### Task instructions:
Copy every line of the data, from its beginning through the line containing "(1242, 210)", keeping the requests as they are but shifting each pixel coordinate in the answers by adding 81 to both of its numbers. Leave out the pictures.

────────

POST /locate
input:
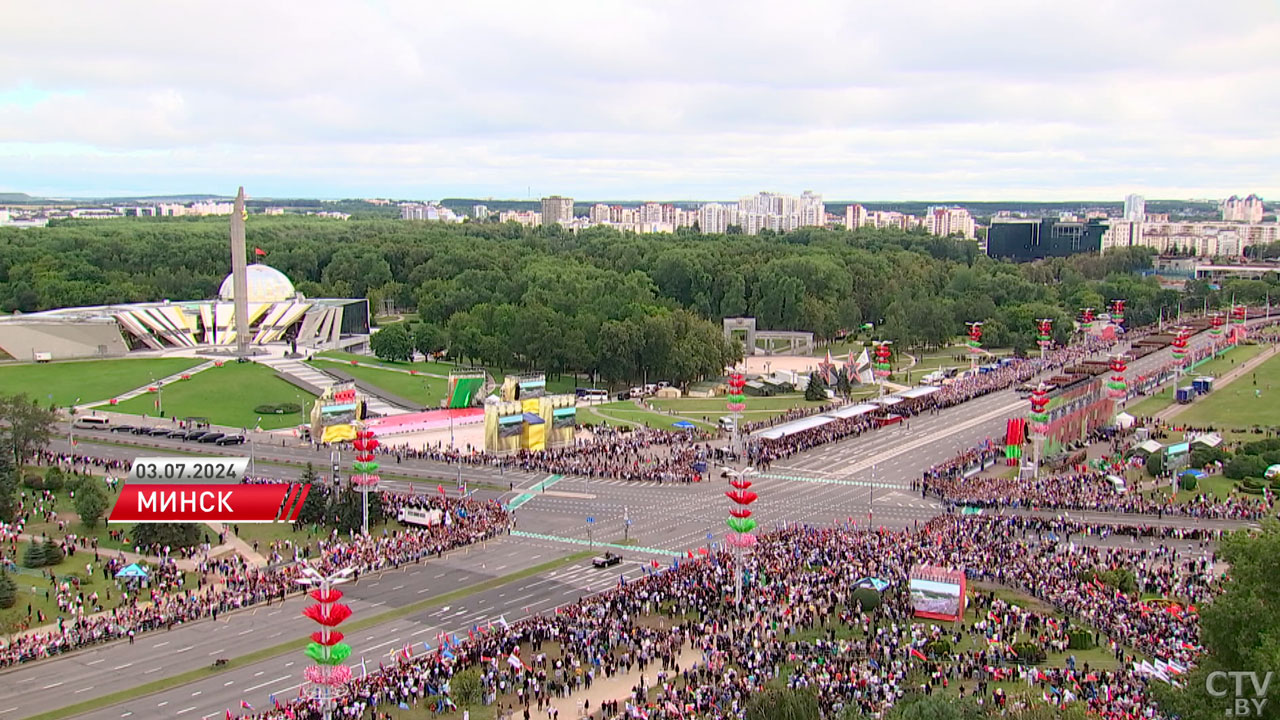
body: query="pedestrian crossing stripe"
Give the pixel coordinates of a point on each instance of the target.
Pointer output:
(580, 541)
(831, 481)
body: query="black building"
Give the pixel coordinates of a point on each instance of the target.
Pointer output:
(1032, 240)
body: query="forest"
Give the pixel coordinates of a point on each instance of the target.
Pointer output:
(599, 300)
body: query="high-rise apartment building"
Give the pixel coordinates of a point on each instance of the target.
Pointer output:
(557, 210)
(1134, 208)
(1242, 210)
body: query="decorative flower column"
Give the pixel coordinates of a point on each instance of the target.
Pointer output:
(1045, 335)
(365, 469)
(740, 522)
(883, 369)
(328, 677)
(1116, 387)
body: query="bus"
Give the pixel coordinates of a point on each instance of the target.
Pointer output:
(420, 516)
(92, 422)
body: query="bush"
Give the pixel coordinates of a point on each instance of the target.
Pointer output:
(1079, 639)
(1029, 654)
(8, 591)
(282, 409)
(54, 478)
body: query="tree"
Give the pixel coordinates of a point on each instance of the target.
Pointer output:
(174, 534)
(392, 343)
(26, 424)
(1239, 629)
(465, 688)
(782, 703)
(8, 591)
(8, 490)
(91, 502)
(429, 338)
(816, 390)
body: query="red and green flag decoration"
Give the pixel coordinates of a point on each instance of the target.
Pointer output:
(1215, 324)
(365, 468)
(1116, 386)
(736, 401)
(974, 337)
(740, 515)
(1180, 343)
(883, 355)
(327, 648)
(1015, 434)
(1038, 415)
(1045, 332)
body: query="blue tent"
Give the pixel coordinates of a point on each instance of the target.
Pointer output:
(132, 570)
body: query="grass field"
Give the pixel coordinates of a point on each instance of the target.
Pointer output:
(1246, 402)
(87, 379)
(227, 396)
(1215, 367)
(424, 390)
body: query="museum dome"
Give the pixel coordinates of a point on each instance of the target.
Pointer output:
(265, 285)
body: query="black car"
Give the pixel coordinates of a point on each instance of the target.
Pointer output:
(607, 560)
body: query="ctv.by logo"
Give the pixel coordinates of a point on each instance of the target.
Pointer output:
(1219, 684)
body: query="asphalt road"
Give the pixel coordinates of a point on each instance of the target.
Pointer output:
(860, 479)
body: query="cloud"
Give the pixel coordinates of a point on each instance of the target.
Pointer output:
(602, 99)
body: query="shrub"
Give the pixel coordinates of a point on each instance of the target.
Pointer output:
(1029, 654)
(282, 409)
(8, 591)
(1079, 639)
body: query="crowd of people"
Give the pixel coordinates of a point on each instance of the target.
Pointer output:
(228, 582)
(713, 655)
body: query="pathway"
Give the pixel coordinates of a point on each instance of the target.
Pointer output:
(142, 390)
(312, 377)
(1225, 379)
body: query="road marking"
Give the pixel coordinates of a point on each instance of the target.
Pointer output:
(280, 679)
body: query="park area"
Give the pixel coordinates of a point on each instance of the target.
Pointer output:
(90, 381)
(225, 396)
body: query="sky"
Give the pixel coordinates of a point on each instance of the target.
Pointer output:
(643, 99)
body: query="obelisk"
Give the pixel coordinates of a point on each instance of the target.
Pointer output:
(240, 276)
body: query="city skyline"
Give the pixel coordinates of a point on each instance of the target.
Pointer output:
(662, 100)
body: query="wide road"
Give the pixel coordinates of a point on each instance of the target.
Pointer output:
(860, 479)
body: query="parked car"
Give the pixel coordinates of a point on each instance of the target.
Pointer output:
(607, 560)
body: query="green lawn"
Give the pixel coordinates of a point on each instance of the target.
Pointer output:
(1248, 401)
(424, 390)
(87, 379)
(1214, 368)
(227, 396)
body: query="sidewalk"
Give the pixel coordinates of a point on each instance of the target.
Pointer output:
(1228, 378)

────────

### Output for this exercise:
POST /locate
input:
body: query="pedestrian crossing stripe"
Give the pixel coordinates of a point on each instance of the target.
Pointer output:
(661, 622)
(912, 562)
body: query="black building"
Give the pixel coordinates of a point on each instance of the target.
Pointer output:
(1113, 321)
body: query="forest"
Give the pixel coordinates of a point on each instance of the target.
Pointer output:
(680, 381)
body: query="high-rise apartment building"
Give the pixel coordinates of a point on each instance of the target.
Pointer output:
(638, 291)
(1215, 289)
(1323, 291)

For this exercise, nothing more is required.